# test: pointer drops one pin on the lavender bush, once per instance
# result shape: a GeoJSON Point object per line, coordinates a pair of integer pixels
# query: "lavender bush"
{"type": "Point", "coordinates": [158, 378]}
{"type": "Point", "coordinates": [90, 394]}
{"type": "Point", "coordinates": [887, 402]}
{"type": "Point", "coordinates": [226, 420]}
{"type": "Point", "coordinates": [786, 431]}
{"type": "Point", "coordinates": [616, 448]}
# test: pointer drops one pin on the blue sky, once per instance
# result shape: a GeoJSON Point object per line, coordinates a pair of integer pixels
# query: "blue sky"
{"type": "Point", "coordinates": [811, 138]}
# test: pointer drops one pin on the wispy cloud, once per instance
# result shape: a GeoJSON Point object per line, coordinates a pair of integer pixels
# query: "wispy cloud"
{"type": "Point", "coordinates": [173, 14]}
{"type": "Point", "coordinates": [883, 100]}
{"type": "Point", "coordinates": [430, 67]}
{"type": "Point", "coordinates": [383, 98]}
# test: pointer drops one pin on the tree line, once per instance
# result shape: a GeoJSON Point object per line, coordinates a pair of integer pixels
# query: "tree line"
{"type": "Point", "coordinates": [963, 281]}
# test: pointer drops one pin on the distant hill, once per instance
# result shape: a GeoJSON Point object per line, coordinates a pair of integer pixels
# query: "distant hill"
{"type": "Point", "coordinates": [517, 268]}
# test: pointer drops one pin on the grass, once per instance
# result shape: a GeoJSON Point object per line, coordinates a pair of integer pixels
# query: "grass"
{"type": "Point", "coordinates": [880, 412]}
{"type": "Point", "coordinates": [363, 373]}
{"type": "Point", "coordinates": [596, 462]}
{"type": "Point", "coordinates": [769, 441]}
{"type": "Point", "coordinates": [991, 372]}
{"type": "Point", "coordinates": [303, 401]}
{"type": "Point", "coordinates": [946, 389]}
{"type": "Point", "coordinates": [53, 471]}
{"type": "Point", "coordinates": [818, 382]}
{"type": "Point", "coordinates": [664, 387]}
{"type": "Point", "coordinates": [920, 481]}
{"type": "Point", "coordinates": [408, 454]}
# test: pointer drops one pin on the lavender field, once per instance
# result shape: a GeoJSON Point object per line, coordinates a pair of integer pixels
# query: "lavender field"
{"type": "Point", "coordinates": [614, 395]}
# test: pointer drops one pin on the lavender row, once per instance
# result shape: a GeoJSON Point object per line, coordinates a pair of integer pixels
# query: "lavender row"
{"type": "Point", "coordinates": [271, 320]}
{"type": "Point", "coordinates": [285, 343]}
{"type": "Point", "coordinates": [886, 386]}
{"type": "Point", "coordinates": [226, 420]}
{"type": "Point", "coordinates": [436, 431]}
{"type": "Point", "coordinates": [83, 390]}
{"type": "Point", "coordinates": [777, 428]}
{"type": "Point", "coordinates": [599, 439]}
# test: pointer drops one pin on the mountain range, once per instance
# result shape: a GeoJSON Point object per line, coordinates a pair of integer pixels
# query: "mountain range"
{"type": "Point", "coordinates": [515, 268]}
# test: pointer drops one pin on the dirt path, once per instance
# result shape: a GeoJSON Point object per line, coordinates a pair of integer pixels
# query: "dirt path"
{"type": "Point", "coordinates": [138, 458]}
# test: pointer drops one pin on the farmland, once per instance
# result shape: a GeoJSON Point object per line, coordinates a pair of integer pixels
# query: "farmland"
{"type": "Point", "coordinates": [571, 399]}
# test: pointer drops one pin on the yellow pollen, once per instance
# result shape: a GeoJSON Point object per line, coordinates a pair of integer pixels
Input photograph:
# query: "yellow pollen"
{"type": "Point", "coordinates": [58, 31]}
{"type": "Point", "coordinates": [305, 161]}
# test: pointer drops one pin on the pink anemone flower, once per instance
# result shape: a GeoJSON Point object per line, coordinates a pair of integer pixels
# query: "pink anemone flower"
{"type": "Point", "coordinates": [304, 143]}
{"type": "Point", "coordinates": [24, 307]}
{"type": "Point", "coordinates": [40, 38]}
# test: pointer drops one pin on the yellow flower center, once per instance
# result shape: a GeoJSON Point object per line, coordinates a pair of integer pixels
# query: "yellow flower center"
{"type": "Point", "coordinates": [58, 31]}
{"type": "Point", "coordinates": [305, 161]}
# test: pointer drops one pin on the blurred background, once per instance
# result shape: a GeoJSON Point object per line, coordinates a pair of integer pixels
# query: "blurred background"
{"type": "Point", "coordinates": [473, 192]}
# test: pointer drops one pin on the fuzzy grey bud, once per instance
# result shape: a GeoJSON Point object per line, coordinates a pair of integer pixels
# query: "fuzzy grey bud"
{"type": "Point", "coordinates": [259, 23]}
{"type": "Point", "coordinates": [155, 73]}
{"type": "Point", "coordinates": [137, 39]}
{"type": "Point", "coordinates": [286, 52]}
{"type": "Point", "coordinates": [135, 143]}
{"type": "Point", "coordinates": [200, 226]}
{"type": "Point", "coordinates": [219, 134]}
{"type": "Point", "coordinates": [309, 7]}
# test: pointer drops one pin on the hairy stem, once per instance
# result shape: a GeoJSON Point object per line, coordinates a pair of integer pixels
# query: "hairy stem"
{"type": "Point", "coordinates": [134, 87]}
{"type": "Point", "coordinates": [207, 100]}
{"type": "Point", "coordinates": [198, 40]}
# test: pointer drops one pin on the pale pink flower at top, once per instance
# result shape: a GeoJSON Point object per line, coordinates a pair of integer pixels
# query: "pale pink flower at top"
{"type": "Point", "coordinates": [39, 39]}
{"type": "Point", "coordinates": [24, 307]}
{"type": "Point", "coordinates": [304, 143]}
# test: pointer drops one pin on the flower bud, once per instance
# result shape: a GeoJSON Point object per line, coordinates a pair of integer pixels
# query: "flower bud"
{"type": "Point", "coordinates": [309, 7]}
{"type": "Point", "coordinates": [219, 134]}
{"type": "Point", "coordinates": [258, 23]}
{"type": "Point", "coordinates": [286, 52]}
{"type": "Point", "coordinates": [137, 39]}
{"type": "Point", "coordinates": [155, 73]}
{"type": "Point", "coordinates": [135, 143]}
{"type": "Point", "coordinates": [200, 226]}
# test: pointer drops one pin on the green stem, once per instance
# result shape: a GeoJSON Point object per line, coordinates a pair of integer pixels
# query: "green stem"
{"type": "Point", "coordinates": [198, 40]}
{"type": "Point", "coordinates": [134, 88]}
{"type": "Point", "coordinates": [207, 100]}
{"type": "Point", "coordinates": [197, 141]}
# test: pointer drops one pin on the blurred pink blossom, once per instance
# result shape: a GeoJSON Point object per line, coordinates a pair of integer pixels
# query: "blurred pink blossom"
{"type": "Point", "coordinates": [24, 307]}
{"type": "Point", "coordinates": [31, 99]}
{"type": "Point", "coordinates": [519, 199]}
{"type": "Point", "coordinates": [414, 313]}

========================

Set exercise:
Reproduce all the records, substituting "locator" for each occurrence of "pointer" and changing nothing else.

Correct output:
# test: locator drops one pin on the lavender bush, once per instance
# result shape: a GeoJSON Point object per line, coordinates a pair of integer pixels
# query: "lavender bush"
{"type": "Point", "coordinates": [158, 378]}
{"type": "Point", "coordinates": [90, 394]}
{"type": "Point", "coordinates": [887, 402]}
{"type": "Point", "coordinates": [226, 420]}
{"type": "Point", "coordinates": [786, 431]}
{"type": "Point", "coordinates": [616, 448]}
# test: locator drops one pin on the blue sky, once per instance
# result shape: a GeoJSON Point object per line, coordinates a pair of integer pixels
# query: "blue sky"
{"type": "Point", "coordinates": [811, 138]}
# test: locator drops one pin on the wispy cloud, once per instance
# result shape: a GeoJSON Point object per line, coordinates a pair of integer pixels
# query: "wispy cloud"
{"type": "Point", "coordinates": [173, 14]}
{"type": "Point", "coordinates": [883, 100]}
{"type": "Point", "coordinates": [430, 67]}
{"type": "Point", "coordinates": [383, 98]}
# test: locator drops one pin on the tree line, once per instance
# result shape: a GeoJSON Point object per line, coordinates a pair of integer pixels
# query: "tree line"
{"type": "Point", "coordinates": [963, 281]}
# test: locator drops one pin on the distant hill, once per instance
# result shape: a GeoJSON Point object per line, coordinates a pair of integer pixels
# query: "distant hill"
{"type": "Point", "coordinates": [517, 268]}
# test: locator drops one pin on the grass, once per instance
# result shape: a GeoJSON Point object per line, coordinates a pair of integer pixels
# query: "grass"
{"type": "Point", "coordinates": [880, 412]}
{"type": "Point", "coordinates": [363, 373]}
{"type": "Point", "coordinates": [596, 462]}
{"type": "Point", "coordinates": [769, 441]}
{"type": "Point", "coordinates": [991, 372]}
{"type": "Point", "coordinates": [303, 401]}
{"type": "Point", "coordinates": [946, 389]}
{"type": "Point", "coordinates": [53, 471]}
{"type": "Point", "coordinates": [818, 382]}
{"type": "Point", "coordinates": [664, 387]}
{"type": "Point", "coordinates": [920, 481]}
{"type": "Point", "coordinates": [408, 454]}
# test: locator drops one pin on the lavender field, once per instance
# result shape: a GeoJSON Point object per line, coordinates a pair of integer pixels
# query: "lavender field"
{"type": "Point", "coordinates": [614, 395]}
# test: locator drops one pin on the lavender row, once per instance
# result shape: a GeoJSON Point object per line, coordinates a pair of integer pixels
# query: "lavender row"
{"type": "Point", "coordinates": [271, 320]}
{"type": "Point", "coordinates": [285, 343]}
{"type": "Point", "coordinates": [886, 386]}
{"type": "Point", "coordinates": [226, 420]}
{"type": "Point", "coordinates": [436, 431]}
{"type": "Point", "coordinates": [83, 390]}
{"type": "Point", "coordinates": [777, 428]}
{"type": "Point", "coordinates": [599, 439]}
# test: locator drops one pin on the mountain range, once per instance
# result shape: a GeoJSON Point object per line, coordinates a pair of integer pixels
# query: "mountain range"
{"type": "Point", "coordinates": [515, 268]}
# test: locator drops one pin on the dirt path, once per instance
# result shape: a GeoJSON Point object per line, coordinates a pair of integer pixels
# query: "dirt path"
{"type": "Point", "coordinates": [138, 458]}
# test: locator drops one pin on the farmland, once per instance
# result shape: a GeoJSON Point object per line, coordinates a pair of integer pixels
# query: "farmland"
{"type": "Point", "coordinates": [571, 399]}
# test: locator drops one pin on the yellow pollen, once per instance
# result shape: a GeoJSON Point object per line, coordinates a pair of integer pixels
Input photograph:
# query: "yellow pollen"
{"type": "Point", "coordinates": [58, 31]}
{"type": "Point", "coordinates": [305, 161]}
# test: locator drops one pin on the pink anemone flower, once per instance
# result shape: a GeoJSON Point object per line, coordinates a pair of integer pixels
# query: "pink anemone flower"
{"type": "Point", "coordinates": [304, 143]}
{"type": "Point", "coordinates": [24, 307]}
{"type": "Point", "coordinates": [40, 38]}
# test: locator drops one pin on the yellow flower center, once per instance
# result shape: a GeoJSON Point object per line, coordinates a pair of integer pixels
# query: "yellow flower center"
{"type": "Point", "coordinates": [58, 31]}
{"type": "Point", "coordinates": [305, 161]}
# test: locator drops one pin on the blurred background, once per instance
# result shape: a GeoJSON Point object per line, coordinates a pair of integer pixels
# query: "blurred background"
{"type": "Point", "coordinates": [473, 192]}
# test: locator drops one pin on the fuzzy grey bud, once per instance
# result shape: a GeoJSON Point object per line, coordinates a pair of integer pixels
# query: "fuzzy grey bud"
{"type": "Point", "coordinates": [259, 23]}
{"type": "Point", "coordinates": [155, 73]}
{"type": "Point", "coordinates": [137, 39]}
{"type": "Point", "coordinates": [286, 52]}
{"type": "Point", "coordinates": [135, 143]}
{"type": "Point", "coordinates": [200, 226]}
{"type": "Point", "coordinates": [219, 134]}
{"type": "Point", "coordinates": [309, 7]}
# test: locator drops one pin on the hairy stem, once per instance
# result shape: a GeoJSON Point object per line, coordinates a pair of integer pixels
# query: "hairy stem"
{"type": "Point", "coordinates": [134, 87]}
{"type": "Point", "coordinates": [207, 100]}
{"type": "Point", "coordinates": [198, 40]}
# test: locator drops one pin on the pale pink flower at top, once per instance
# result shape: a GeoJSON Point object per line, coordinates a pair of integer pixels
# query: "pale pink flower at top"
{"type": "Point", "coordinates": [39, 39]}
{"type": "Point", "coordinates": [24, 307]}
{"type": "Point", "coordinates": [304, 143]}
# test: locator drops one pin on the flower bud, once per instance
# result shape: a GeoJSON Point object per line, coordinates a pair of integer pixels
# query: "flower bud"
{"type": "Point", "coordinates": [309, 7]}
{"type": "Point", "coordinates": [219, 134]}
{"type": "Point", "coordinates": [258, 23]}
{"type": "Point", "coordinates": [286, 52]}
{"type": "Point", "coordinates": [137, 39]}
{"type": "Point", "coordinates": [155, 73]}
{"type": "Point", "coordinates": [135, 143]}
{"type": "Point", "coordinates": [200, 226]}
# test: locator drops one pin on the green stem, once per instance
# result shape: a GeoJSON Point object per line, coordinates a pair of integer pixels
# query: "green stem"
{"type": "Point", "coordinates": [198, 40]}
{"type": "Point", "coordinates": [134, 88]}
{"type": "Point", "coordinates": [207, 100]}
{"type": "Point", "coordinates": [197, 141]}
# test: locator drops one pin on the blurred pink blossom, once per instance
# result shape: a GeoJSON Point object per line, coordinates a pair of integer pixels
# query: "blurred pink blossom"
{"type": "Point", "coordinates": [24, 307]}
{"type": "Point", "coordinates": [31, 99]}
{"type": "Point", "coordinates": [519, 199]}
{"type": "Point", "coordinates": [414, 313]}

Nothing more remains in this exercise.